**Required task:**
Report every line of the listing below that contains the string "above", treating uppercase and lowercase letters as different.

— Start Dataset extract —

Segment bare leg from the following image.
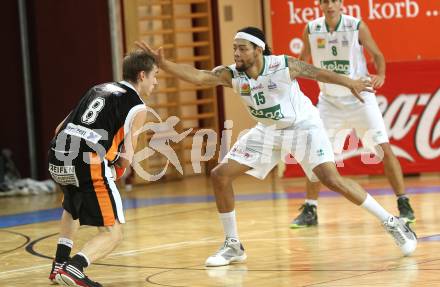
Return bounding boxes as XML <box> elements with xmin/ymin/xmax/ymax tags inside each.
<box><xmin>379</xmin><ymin>143</ymin><xmax>405</xmax><ymax>196</ymax></box>
<box><xmin>205</xmin><ymin>160</ymin><xmax>250</xmax><ymax>267</ymax></box>
<box><xmin>211</xmin><ymin>160</ymin><xmax>251</xmax><ymax>213</ymax></box>
<box><xmin>313</xmin><ymin>162</ymin><xmax>367</xmax><ymax>205</ymax></box>
<box><xmin>81</xmin><ymin>221</ymin><xmax>122</xmax><ymax>263</ymax></box>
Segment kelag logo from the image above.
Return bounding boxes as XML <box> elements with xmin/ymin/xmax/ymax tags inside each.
<box><xmin>321</xmin><ymin>60</ymin><xmax>350</xmax><ymax>75</ymax></box>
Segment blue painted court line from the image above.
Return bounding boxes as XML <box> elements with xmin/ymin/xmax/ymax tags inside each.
<box><xmin>0</xmin><ymin>186</ymin><xmax>440</xmax><ymax>228</ymax></box>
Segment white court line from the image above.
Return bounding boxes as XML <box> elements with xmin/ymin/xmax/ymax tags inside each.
<box><xmin>0</xmin><ymin>264</ymin><xmax>52</xmax><ymax>278</ymax></box>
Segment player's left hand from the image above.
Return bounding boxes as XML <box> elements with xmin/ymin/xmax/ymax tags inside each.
<box><xmin>350</xmin><ymin>79</ymin><xmax>375</xmax><ymax>103</ymax></box>
<box><xmin>110</xmin><ymin>164</ymin><xmax>127</xmax><ymax>180</ymax></box>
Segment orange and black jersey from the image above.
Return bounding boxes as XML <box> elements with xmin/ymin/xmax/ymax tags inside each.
<box><xmin>51</xmin><ymin>81</ymin><xmax>145</xmax><ymax>164</ymax></box>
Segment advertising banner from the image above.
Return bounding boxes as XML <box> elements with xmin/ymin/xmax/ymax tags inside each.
<box><xmin>271</xmin><ymin>0</ymin><xmax>440</xmax><ymax>177</ymax></box>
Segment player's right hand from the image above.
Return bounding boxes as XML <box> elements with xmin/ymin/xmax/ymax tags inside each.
<box><xmin>350</xmin><ymin>79</ymin><xmax>375</xmax><ymax>103</ymax></box>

— End Dataset extract —

**Answer to this task:**
Segment kelag logo from the image above.
Segment blue painted court line from the image above.
Segment white court line from the image above.
Segment player's left hand from the image above.
Segment orange and black jersey from the image above.
Segment advertising banner from the image above.
Segment player's right hand from the image above.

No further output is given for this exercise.